== SOURCE DOCUMENT
General Cinema, the Chestnut Hill, Mass.-based movie theater operator and beverage bottler led by Richard A. Smith and his family, purchased one million shares of a new convertible preferred stock for $300 million in cash in Carter Hawley Hale Stores in 1984, as part of CHH’s effort to resist a hostile takeover bid by the specialty retailer now known as Limited Brands, headed by Leslie Wexner. CHH purchased Neiman Marcus in 1969 and Bergdorf Goodman in 1972.
In 1987, Neiman Marcus Group emerged as part of a restructuring of CHH. CHH’s three specialty store divisions — the Neiman Marcus stores, Bergdorf Goodman and Contempo Casuals — were spun off into a new company to be run by General Cinema. Smith served as chairman and chief executive at both GC and NMG.
GC took the reins of NMG with control of about 61 percent of its stock. Wall Street reacted favorably to the restructuring plan, trading shares of Carter Hawley up $1.125 to $77, a record high for CH, on the New York Stock Exchange.
In 1993 GC was renamed Harcourt General Inc. after its Harcourt Brace publishing unit, which GC acquired in November 1991 for $1.4 billion.
Although the connections between the Smith family, NMG and GC aren’t as close as they had been, the Smith family group still owns 12.7 percent of NMG’s common stock. Individual family members also hold shares, including Richard Smith, 8.1 percent; Nancy Marks, 14.7 percent; Robert Smith, 1.7 percent, and Brian Knez, 1.6 percent. Richard Smith serves as chairman and Robert A. Smith and Brian Knez are the vice chairmen of the NMG. The family still is involved in strategic consultation, but no longer in NMG’s day-to-day management, NMG said. In 1999, HG spun off 54 percent of its NMG stake to GC shareholders.
====
== DATA SHOWN
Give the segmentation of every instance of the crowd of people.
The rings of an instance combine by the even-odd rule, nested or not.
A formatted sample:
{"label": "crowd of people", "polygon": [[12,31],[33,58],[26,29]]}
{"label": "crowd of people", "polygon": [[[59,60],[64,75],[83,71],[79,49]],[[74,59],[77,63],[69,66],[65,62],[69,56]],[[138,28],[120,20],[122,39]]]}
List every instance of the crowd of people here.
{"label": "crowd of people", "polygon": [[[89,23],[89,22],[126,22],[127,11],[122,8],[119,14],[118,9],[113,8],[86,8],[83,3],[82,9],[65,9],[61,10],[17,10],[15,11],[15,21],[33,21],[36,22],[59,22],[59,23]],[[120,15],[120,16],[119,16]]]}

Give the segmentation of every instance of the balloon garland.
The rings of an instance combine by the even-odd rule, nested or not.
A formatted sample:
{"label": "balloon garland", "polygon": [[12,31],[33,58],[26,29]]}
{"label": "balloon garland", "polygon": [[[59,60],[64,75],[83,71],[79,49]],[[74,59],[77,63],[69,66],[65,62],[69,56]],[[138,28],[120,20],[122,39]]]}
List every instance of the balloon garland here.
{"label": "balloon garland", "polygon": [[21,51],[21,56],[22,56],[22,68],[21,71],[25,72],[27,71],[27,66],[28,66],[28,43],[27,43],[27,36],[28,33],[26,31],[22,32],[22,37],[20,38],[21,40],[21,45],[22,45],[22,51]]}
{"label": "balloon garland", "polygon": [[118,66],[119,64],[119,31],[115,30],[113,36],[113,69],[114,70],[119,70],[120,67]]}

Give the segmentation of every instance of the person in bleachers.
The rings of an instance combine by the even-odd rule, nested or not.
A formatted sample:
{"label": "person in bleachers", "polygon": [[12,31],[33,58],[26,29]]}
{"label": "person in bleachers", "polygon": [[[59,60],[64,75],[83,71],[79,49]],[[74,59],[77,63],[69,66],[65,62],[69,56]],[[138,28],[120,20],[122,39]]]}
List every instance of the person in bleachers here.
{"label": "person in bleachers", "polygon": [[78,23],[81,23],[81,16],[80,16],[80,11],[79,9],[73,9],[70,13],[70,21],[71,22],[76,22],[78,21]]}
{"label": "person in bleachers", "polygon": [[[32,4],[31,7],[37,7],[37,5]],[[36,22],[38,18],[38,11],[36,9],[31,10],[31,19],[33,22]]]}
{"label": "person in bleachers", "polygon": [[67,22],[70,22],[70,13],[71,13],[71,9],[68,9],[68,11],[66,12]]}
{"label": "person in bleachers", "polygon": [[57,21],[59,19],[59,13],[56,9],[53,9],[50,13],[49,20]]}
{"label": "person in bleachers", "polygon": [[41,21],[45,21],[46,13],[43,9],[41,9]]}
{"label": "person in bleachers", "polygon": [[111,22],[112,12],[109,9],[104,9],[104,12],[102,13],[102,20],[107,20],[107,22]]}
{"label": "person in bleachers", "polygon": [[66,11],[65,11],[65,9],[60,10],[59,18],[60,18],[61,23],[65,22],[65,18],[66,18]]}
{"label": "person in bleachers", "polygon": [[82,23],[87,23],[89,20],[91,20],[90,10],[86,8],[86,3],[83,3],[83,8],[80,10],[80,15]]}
====
> WORK TO COMPLETE
• a. In the Neiman Marcus history, take the passage between "In 1987, Neiman" and "for $1.4 billion.", inclusive, and write it again, swapping "Wall Street" for "Investors".
• b. According to the Neiman Marcus history, what name did General Cinema take in 1993?
The records have no connection to the Neiman Marcus history.

> RESPONSES FOR EACH TASK
• a.
In 1987, Neiman Marcus Group emerged as part of a restructuring of CHH. CHH’s three specialty store divisions — the Neiman Marcus stores, Bergdorf Goodman and Contempo Casuals — were spun off into a new company to be run by General Cinema. Smith served as chairman and chief executive at both GC and NMG.
GC took the reins of NMG with control of about 61 percent of its stock. Investors reacted favorably to the restructuring plan, trading shares of Carter Hawley up $1.125 to $77, a record high for CH, on the New York Stock Exchange.
In 1993 GC was renamed Harcourt General Inc. after its Harcourt Brace publishing unit, which GC acquired in November 1991 for $1.4 billion.

• b. Harcourt General Inc.